[[ INFORMATION GIVEN, beginning ]]

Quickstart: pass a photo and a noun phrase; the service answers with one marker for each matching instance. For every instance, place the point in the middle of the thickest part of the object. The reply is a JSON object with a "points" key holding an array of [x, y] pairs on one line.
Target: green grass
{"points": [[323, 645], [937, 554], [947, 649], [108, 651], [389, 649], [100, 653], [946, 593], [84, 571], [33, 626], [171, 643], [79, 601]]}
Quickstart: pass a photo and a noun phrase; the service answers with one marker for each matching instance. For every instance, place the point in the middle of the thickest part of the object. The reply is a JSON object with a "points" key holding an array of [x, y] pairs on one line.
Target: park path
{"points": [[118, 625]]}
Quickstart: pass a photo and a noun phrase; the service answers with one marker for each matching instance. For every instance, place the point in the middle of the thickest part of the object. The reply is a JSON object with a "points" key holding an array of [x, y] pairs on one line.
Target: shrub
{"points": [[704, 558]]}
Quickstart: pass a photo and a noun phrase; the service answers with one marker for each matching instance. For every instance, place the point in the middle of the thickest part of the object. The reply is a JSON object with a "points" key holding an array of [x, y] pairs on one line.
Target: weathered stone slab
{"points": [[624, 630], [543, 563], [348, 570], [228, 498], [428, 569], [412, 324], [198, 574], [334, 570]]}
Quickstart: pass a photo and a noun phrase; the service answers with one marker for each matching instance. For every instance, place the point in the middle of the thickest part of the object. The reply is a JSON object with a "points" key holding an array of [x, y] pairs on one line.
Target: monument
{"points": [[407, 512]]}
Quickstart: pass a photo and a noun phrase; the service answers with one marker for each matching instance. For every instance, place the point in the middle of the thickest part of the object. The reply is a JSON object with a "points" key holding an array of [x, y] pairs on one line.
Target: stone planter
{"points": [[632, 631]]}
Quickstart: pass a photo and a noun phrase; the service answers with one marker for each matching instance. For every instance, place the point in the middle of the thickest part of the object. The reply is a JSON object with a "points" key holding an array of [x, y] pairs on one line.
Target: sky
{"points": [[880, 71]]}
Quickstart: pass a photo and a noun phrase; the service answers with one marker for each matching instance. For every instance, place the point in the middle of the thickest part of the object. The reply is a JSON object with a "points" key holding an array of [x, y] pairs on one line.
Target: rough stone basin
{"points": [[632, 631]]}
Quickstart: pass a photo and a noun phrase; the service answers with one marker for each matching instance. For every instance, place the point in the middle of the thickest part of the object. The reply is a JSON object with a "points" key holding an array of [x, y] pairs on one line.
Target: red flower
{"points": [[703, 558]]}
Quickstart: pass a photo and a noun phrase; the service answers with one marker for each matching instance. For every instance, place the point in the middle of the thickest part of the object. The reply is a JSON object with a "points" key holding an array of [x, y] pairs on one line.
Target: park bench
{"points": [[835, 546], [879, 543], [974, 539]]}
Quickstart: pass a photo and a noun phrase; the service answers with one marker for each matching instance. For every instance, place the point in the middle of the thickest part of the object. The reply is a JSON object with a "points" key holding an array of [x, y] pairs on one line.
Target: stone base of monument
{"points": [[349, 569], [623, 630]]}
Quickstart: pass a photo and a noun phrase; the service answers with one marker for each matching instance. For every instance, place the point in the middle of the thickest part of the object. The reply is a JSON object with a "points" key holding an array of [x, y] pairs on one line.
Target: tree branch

[[ INFORMATION GIVEN, end ]]

> **WHAT THE TASK ASKS**: A verbatim copy of all the records is to be produced.

> **RESPONSE TO THIS TASK**:
Quickstart: pass a photo and a noun phrase; the service answers with one marker for each matching instance. For every instance, place the point in the middle of the thickest part of the object. The reply is a JSON object with a "points" key holding an array of [x, y] pairs on one line.
Target: green grass
{"points": [[323, 645], [937, 554], [947, 649], [108, 651], [389, 649], [100, 653], [946, 593], [84, 571], [33, 626], [171, 643], [79, 601]]}
Quickstart: pass a photo and a noun phrase; the service answers with one marker for each matching instance. For every instance, place the point in the middle of the thickest part of the object. The reply is a JSON object with a "points" key holding an array of [x, y] pairs on one line.
Target: park path
{"points": [[118, 625]]}
Quickstart: pass a photo and a noun phrase; the service answers with one marker for each matching instance. For every instance, place the point in the middle of the thickest part of the object. The reply is a JSON object with a "points" key holding an array of [x, y] pairs on one line.
Target: shrub
{"points": [[704, 558]]}
Quickstart: pass a photo and a noun phrase; the service answers with one marker for each matching instance. For every instance, place the point in the middle of the thickest part of the object. The reply is a JSON object with a "points" key holding an array of [x, y] pairs on one line.
Target: weathered stone slab
{"points": [[624, 630], [543, 563], [348, 570], [228, 498], [428, 569], [412, 324], [198, 574], [334, 570]]}
Quickstart: pass a photo and a noun phrase; the service answers with one marker for each matching instance. For every instance, place the point in the middle of the thickest part of the object. The reply is a JSON object with a "points" key holding an array of [x, y] pairs on one line.
Target: monument
{"points": [[407, 512]]}
Quickstart: pass a photo and a noun phrase; the service answers with one marker for each matching instance. For every instance, place the point in the middle of the thickest part of the object. The reply is a JSON object with a "points" key holding an array of [x, y] pairs on one line.
Target: stone planter
{"points": [[632, 631]]}
Quickstart: pass a photo and a noun phrase; the service answers with one marker for each matching instance. For every instance, place the point in the middle of the thickest part of the object. The reply is a JSON object with a "points" key holding an array of [x, y] pairs on one line.
Target: sky
{"points": [[880, 71]]}
Quickstart: pass a photo and a noun phrase; the service answers with one marker for each matching instance. For every instance, place the point in the middle of the thickest part of the object. The reply is a JSON object with a "points" key holding an array of [x, y] pairs on one line.
Target: rough stone basin
{"points": [[632, 631]]}
Quickstart: pass a photo and a noun phrase; the service answers with one marker for each matching instance. For every instance, place the point in the middle of the thickest part of the object. The reply is a JSON object with a "points" key holding an array of [x, y] pairs on one line.
Target: red flower
{"points": [[703, 558]]}
Quickstart: pass a photo and a noun phrase; the service answers with one marker for each matching instance. For every instance, place the point in the middle of the thickest part of the object. The reply is a JSON object with a "points" key holding an array of [x, y] pairs on one line.
Target: park bench
{"points": [[835, 546], [879, 543], [974, 539]]}
Quickstart: pass a photo and a noun phrase; the service answers with one marker for each matching instance. For every instance, place the point in the middle of the thickest part of the object. The reply is a JSON object with a "points" key holding an array of [x, y] pairs on one line.
Target: stone base of monument
{"points": [[349, 569], [623, 630]]}
Quickstart: pass a photo and a noun phrase; the service answers with one marker for each matching instance. For every instance, place the point in the middle of the thickest part of the object. The reply is a JSON object with a "points" key holding an array of [x, y] pairs on one line.
Target: tree branch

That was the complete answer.